The last of these is the route that Richard Daley and his four co-founders chose when they founded Pentaho (yes, penta- as in “five”, with the accent on the second syllable, apparently). Rather like Alfresco, which was set up by veterans of the Enterprise Content Management world, Pentaho was formed by people who had already launched and sold a couple of (proprietary) startups in the area of Business Intelligence.

What's interesting is that third time around, in 2004, these battle-hardened executives saw open source as a way to do things differently, and to achieve something new: to obtain a global reach, and overcome many of the traditional technical and financial barriers facing startups. That meant they needed to decide on a business model that accommodated giving away stuff and making money, and they chose a fairly classical system of offering a “community version” for free, and then selling enterprise versions that add certain features.

However, that community version is not simply abandonware: support is available, and new customers are not pressured to move on to the enterprise version if they're happy with the free one, Daley says. That seems to be working both in terms of gaining paid-for business and keeping the community happy: Daley told me that it has around 45,000 “active” members – that is, people that do something rather than just visit. The community also contributes to the overall project – mostly QA, but also bug-fixes.

Pentaho's products go up against some big names in this space: SAP, IBM and Oracle. As usual, the open source solution comes in much cheaper than the proprietary equivalents – Daley claims around 80% cheaper, probably a typically saving for open source companies compared to their closed-source rivals. Interestingly, Pentaho is also up against an established open source rival: Jaspersoft. Naturally, Daley believes his offering is better, at least in terms of the breadth of its in-house modules.

That open source competition is unusual: typically, one free software company dominates a particular sector. It's probably a sign of a healthy ecosystem if two large players can co-exist in it, and suggests that whatever their origins, open source companies are now well established and thriving.

→ **Supplied data**
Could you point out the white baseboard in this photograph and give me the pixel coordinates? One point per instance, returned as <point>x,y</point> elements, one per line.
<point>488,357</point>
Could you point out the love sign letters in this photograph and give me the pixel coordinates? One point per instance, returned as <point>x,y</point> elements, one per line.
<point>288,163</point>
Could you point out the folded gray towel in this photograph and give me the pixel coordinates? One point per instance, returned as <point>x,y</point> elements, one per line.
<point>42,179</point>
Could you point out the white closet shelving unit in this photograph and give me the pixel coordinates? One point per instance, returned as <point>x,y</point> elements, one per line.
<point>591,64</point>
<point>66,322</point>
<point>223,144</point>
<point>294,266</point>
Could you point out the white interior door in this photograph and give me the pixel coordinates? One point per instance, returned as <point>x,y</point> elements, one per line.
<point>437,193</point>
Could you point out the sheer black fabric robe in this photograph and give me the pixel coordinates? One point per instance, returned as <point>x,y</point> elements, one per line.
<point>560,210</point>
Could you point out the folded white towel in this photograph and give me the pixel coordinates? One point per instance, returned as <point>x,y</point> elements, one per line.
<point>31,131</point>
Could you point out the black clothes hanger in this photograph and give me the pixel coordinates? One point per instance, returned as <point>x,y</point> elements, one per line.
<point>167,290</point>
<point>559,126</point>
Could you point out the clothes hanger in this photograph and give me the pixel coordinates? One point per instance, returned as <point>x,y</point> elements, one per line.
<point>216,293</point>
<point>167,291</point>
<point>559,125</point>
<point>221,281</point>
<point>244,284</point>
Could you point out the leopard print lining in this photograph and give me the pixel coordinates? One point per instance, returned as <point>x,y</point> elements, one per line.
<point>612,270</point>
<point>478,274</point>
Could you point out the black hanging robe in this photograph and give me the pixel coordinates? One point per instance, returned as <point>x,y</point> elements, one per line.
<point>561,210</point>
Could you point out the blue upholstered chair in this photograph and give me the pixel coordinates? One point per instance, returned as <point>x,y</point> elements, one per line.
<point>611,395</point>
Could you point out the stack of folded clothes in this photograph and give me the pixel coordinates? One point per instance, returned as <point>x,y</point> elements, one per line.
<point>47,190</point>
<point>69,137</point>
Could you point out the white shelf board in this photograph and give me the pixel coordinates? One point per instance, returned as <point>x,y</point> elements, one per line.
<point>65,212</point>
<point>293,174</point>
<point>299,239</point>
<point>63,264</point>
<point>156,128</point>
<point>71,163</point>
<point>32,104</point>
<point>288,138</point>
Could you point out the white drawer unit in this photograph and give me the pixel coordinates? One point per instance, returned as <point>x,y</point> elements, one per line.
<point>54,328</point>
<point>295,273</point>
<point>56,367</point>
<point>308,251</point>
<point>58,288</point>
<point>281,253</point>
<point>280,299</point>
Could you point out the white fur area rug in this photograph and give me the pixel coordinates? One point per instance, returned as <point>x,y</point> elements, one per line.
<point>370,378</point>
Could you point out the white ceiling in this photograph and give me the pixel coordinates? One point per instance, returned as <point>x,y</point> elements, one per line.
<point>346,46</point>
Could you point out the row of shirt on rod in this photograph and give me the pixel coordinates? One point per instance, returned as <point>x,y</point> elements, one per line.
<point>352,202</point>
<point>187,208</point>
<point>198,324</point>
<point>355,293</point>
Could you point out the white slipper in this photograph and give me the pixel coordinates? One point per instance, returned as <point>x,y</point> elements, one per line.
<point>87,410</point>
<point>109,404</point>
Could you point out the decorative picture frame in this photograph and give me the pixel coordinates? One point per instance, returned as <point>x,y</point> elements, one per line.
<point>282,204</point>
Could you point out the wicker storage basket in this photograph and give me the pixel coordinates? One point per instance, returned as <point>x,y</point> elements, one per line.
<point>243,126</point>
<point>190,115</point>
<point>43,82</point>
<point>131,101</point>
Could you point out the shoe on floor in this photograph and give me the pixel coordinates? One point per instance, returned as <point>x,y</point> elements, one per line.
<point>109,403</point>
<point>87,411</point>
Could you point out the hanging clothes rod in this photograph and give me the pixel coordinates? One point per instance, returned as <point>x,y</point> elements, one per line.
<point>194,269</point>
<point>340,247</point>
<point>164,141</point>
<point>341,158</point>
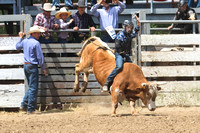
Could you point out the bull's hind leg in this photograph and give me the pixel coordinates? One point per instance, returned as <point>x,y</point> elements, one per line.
<point>85,82</point>
<point>76,83</point>
<point>132,105</point>
<point>114,102</point>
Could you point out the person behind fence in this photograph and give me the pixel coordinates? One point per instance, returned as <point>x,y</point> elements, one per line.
<point>122,50</point>
<point>82,20</point>
<point>46,21</point>
<point>68,4</point>
<point>108,15</point>
<point>62,15</point>
<point>184,12</point>
<point>191,3</point>
<point>33,57</point>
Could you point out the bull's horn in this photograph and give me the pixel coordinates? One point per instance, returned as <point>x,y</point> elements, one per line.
<point>161,83</point>
<point>143,84</point>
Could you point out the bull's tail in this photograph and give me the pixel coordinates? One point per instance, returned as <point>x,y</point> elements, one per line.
<point>86,43</point>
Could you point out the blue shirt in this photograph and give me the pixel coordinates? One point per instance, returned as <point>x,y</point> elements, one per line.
<point>122,37</point>
<point>32,51</point>
<point>110,17</point>
<point>124,43</point>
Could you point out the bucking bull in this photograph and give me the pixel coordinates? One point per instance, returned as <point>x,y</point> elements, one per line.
<point>130,84</point>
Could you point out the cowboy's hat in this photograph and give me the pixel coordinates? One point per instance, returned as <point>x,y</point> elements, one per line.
<point>62,11</point>
<point>34,29</point>
<point>47,7</point>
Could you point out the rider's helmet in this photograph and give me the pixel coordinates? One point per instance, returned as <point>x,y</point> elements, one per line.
<point>127,23</point>
<point>183,3</point>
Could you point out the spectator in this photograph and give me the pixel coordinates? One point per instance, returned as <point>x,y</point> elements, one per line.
<point>184,12</point>
<point>46,21</point>
<point>191,3</point>
<point>82,20</point>
<point>107,16</point>
<point>68,4</point>
<point>62,15</point>
<point>33,57</point>
<point>122,50</point>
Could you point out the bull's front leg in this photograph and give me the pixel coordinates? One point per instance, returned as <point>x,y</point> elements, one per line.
<point>114,103</point>
<point>132,105</point>
<point>85,82</point>
<point>76,83</point>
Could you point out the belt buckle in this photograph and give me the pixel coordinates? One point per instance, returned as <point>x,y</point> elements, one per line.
<point>47,37</point>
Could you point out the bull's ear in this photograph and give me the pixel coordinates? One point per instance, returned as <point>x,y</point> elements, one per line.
<point>158,88</point>
<point>144,84</point>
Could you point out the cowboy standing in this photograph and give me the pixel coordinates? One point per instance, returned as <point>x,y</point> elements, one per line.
<point>62,15</point>
<point>122,50</point>
<point>108,16</point>
<point>82,20</point>
<point>33,57</point>
<point>46,21</point>
<point>184,12</point>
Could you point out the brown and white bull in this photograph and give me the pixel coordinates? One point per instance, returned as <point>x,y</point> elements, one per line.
<point>130,84</point>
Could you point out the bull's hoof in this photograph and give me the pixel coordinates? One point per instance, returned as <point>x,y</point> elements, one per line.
<point>114,115</point>
<point>84,86</point>
<point>83,89</point>
<point>76,89</point>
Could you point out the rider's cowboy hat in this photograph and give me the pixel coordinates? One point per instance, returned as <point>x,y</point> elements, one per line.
<point>62,11</point>
<point>47,7</point>
<point>34,29</point>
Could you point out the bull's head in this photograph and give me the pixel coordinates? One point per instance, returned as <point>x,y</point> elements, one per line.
<point>150,94</point>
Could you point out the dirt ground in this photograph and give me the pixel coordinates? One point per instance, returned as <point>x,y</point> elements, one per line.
<point>92,118</point>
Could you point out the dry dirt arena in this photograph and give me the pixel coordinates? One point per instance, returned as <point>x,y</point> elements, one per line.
<point>92,118</point>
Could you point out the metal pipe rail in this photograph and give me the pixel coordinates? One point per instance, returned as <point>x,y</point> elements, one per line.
<point>93,33</point>
<point>170,21</point>
<point>145,22</point>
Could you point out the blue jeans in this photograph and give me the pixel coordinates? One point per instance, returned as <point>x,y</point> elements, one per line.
<point>30,97</point>
<point>106,38</point>
<point>60,40</point>
<point>45,41</point>
<point>67,3</point>
<point>191,3</point>
<point>119,66</point>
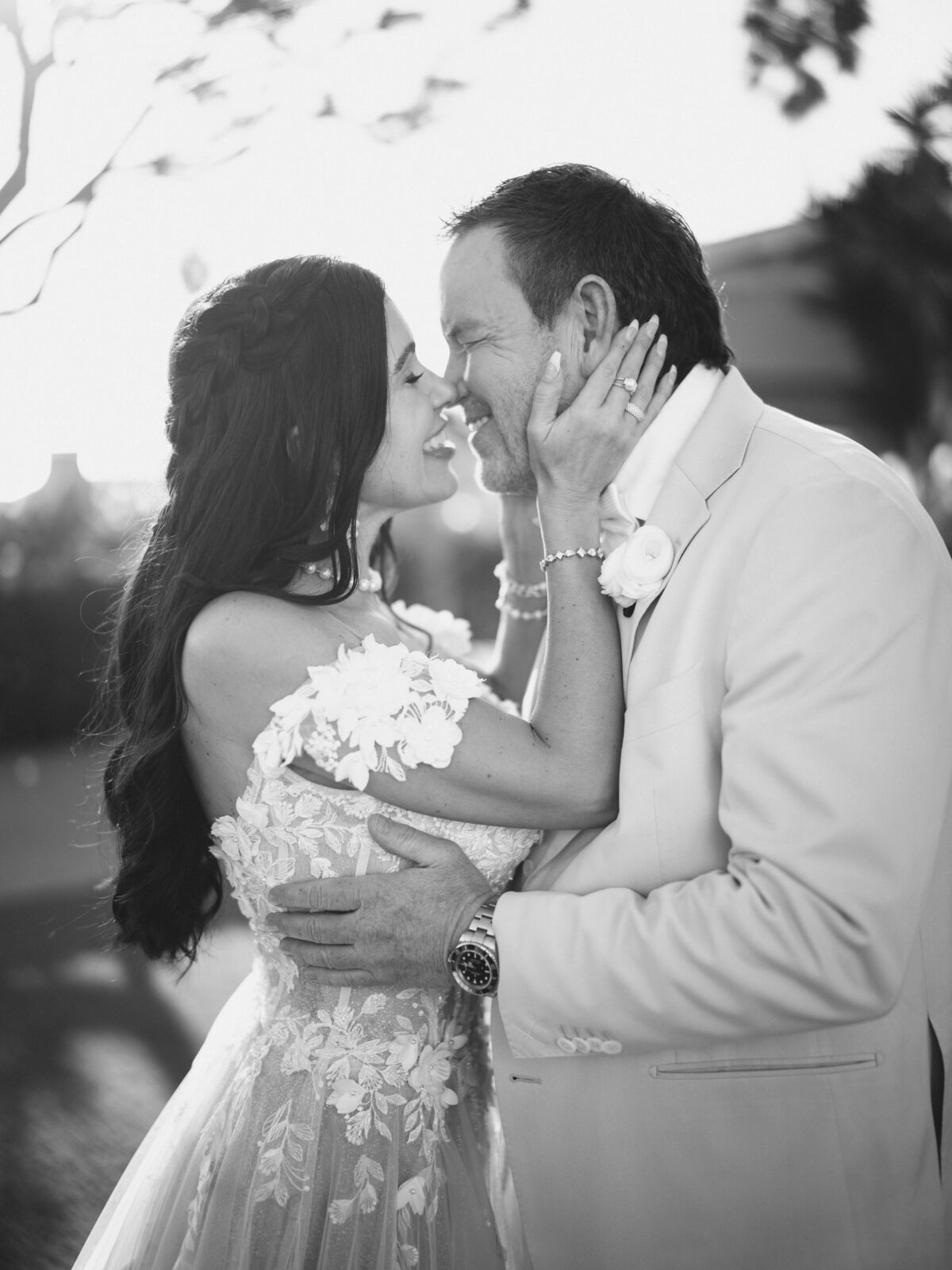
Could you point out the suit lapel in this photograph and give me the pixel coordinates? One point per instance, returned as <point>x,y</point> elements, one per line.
<point>711,455</point>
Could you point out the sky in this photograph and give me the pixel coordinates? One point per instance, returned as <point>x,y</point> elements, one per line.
<point>653,92</point>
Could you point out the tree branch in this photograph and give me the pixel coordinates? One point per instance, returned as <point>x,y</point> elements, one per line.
<point>32,71</point>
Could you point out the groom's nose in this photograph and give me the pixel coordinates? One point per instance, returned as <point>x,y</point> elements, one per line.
<point>456,374</point>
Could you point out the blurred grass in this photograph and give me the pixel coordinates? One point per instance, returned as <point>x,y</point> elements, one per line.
<point>93,1041</point>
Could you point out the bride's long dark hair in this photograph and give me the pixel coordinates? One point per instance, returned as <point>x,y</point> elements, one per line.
<point>278,403</point>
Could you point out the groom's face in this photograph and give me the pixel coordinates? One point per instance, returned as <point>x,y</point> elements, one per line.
<point>497,353</point>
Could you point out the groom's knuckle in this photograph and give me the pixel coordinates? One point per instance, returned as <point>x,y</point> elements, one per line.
<point>313,929</point>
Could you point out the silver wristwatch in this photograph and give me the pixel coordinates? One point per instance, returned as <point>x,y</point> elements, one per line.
<point>474,962</point>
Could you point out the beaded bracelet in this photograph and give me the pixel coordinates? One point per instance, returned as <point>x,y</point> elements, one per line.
<point>596,552</point>
<point>527,615</point>
<point>511,587</point>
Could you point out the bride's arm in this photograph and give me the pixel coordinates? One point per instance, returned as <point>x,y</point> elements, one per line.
<point>522,598</point>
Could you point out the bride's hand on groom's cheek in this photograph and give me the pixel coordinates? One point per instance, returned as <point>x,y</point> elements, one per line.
<point>382,929</point>
<point>578,451</point>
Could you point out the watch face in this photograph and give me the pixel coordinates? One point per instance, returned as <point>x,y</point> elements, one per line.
<point>476,968</point>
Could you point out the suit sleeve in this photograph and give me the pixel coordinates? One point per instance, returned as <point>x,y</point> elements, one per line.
<point>835,774</point>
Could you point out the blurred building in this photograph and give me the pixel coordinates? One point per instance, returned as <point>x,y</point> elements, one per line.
<point>793,349</point>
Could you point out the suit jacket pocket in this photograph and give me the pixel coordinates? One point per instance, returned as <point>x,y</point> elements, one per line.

→ **What to work on**
1. Copy the passage about Pentaho from "That open source" up to and including "established and thriving.".
2. In the records, repeat the lines from the line with "Could you point out the bull's hind" up to and including the line with "<point>114,102</point>", exactly and nothing more.

→ **In response**
1.
That open source competition is unusual: typically, one free software company dominates a particular sector. It's probably a sign of a healthy ecosystem if two large players can co-exist in it, and suggests that whatever their origins, open source companies are now well established and thriving.

2.
Could you point out the bull's hind leg in this photograph and give me the pixel coordinates? One point per instance, returned as <point>x,y</point> elements, one per line.
<point>85,82</point>
<point>76,83</point>
<point>132,105</point>
<point>114,102</point>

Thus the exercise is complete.